# Extracted text
Today was panick stage, know one knew were he was. I was with his family discussing things, but I did not bring up his use of ICE. They know something is wrong, but they think it is the break up of the marriage (children involved) and the stress of it all.

I want to tell, but I know that this will cause him to withdraw from everyone and I'll not be able to reason with him like I am now.

He was at home, I had to jump his fence & wake him up.

When I left his place he was going out to his dealer, I laid down my thoughts & feelings to him about what the stuff is doing to him. Told him it is making him angry & aggresive, which is not looking good for his chances with the kids, courts, cops.
He reckons he's not addicted and the stuff helps keep him calm, I told him 'bull', and a lot of other things. Told him that they all say that.

He loves his kids, but he is loosing them and this makes him angrier & depressed, (his wife is a nutter, was using ICE as well and may still be using it) but he thinks the ICE keeps him calm & level headed. Of course it does, when your coming down!

I told him to make this his last score then dry out for a month & see how he feels, because 'your brain is distorted, once it is clean you'll be able to think clearer, think of how you can get the kids, with out that stuff in you'.
He said he understands what I'm saying.

Should I give him a week & see how he is doing, or should I tell his family?

This f*&ks me right up, I feel like grabing his head & smaking into the wall & saying "WAKE UP".

You don't have to answer this, just needed to get a bit of it out of me.
I understand where you're coming from. If something were to happen to him you might feel guilty that you never told? But he's an adult. He is making the decision to do something that he knows isn't the right thing. I think the best and important thing you can do for your friend is be there and assure him that you're their for him. You're a good friend - he is very lucky to have you.

If you feel that by saying something is betraying that's ok - don't feel guilty because you are not the one forcing him to do this. Is there anyone (a mutual friend perhaps) that you can tell and bring in on the situation? Any one at all?

# Requirements
**A)** Say whether each statement agrees with the post about a friend's ICE use, answering yes or no and quoting the deciding words: (i) The writer told the friend's family about his ICE use. (ii) The friend claims he is not addicted. (iii) The writer found the friend at his home.
**B)** Answer from the post about a friend's ICE use:
(i) What does the friend's family think is wrong?
(ii) Where was the friend going when the writer left his place?
(iii) For how long did the writer tell him to dry out?
Rely only on the post above.

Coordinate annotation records
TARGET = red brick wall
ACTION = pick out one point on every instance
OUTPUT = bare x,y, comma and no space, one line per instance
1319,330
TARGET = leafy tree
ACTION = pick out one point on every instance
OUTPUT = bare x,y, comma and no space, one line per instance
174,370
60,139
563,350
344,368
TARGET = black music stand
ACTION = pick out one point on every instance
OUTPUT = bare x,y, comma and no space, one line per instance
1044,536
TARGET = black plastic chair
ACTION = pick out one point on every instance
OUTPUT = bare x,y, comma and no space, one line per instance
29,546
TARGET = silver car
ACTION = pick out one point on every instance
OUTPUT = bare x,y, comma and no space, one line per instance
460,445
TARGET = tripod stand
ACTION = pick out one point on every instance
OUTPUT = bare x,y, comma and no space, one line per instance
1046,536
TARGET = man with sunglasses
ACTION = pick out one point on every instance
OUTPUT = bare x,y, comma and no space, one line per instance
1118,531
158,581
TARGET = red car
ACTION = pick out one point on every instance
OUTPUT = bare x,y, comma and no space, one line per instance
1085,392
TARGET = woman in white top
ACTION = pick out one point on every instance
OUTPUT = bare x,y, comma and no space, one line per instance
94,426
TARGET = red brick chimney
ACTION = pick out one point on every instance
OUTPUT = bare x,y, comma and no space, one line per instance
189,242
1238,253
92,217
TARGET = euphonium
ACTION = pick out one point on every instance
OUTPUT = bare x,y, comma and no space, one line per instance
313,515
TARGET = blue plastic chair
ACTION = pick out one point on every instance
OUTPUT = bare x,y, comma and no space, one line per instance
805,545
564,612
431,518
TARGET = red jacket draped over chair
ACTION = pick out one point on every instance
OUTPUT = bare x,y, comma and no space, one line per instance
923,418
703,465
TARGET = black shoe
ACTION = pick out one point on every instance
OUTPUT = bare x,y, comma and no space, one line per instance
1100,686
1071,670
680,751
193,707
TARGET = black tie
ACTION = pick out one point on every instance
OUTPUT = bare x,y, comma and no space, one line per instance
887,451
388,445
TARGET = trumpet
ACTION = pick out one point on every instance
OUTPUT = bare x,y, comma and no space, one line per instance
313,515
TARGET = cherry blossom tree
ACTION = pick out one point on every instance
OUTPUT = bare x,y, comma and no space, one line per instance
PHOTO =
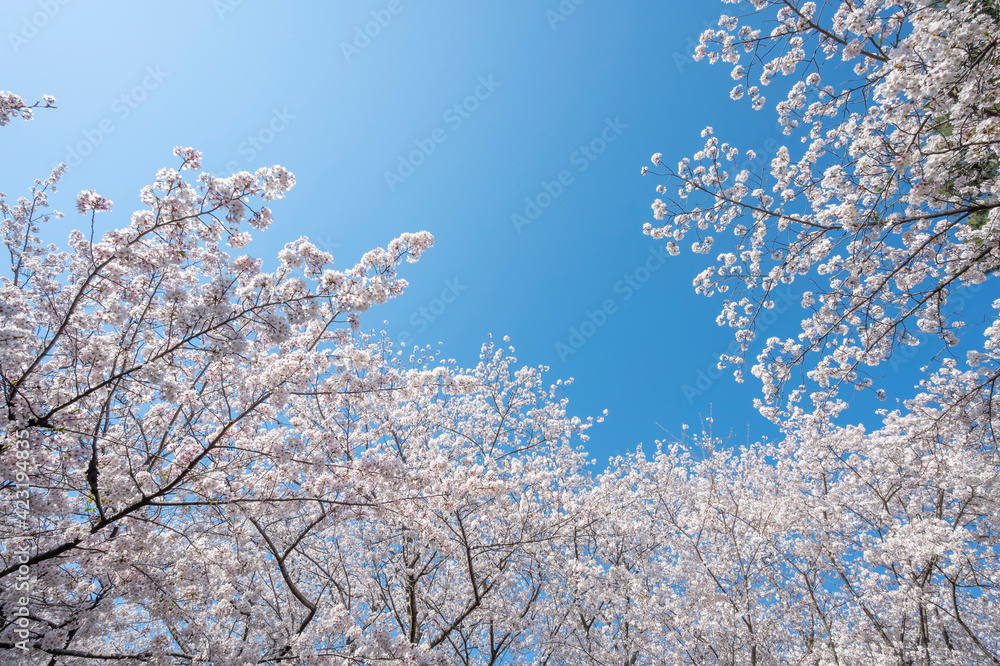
889,208
205,462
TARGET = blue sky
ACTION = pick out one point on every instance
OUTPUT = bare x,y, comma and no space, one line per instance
457,118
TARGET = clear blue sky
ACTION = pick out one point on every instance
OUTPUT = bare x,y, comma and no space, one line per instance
559,108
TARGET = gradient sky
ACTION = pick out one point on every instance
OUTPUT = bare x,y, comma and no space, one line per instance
559,103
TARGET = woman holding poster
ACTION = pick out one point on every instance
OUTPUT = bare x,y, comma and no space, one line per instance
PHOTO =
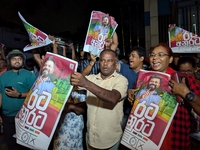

# Answers to the tasks
**A)**
(i) No: "I did not bring up his use of ICE."
(ii) Yes: "He reckons he's not addicted"
(iii) Yes: "He was at home, I had to jump his fence & wake him up."

**B)**
(i) The break up of the marriage and the stress of it all.
(ii) Out to his dealer.
(iii) A month.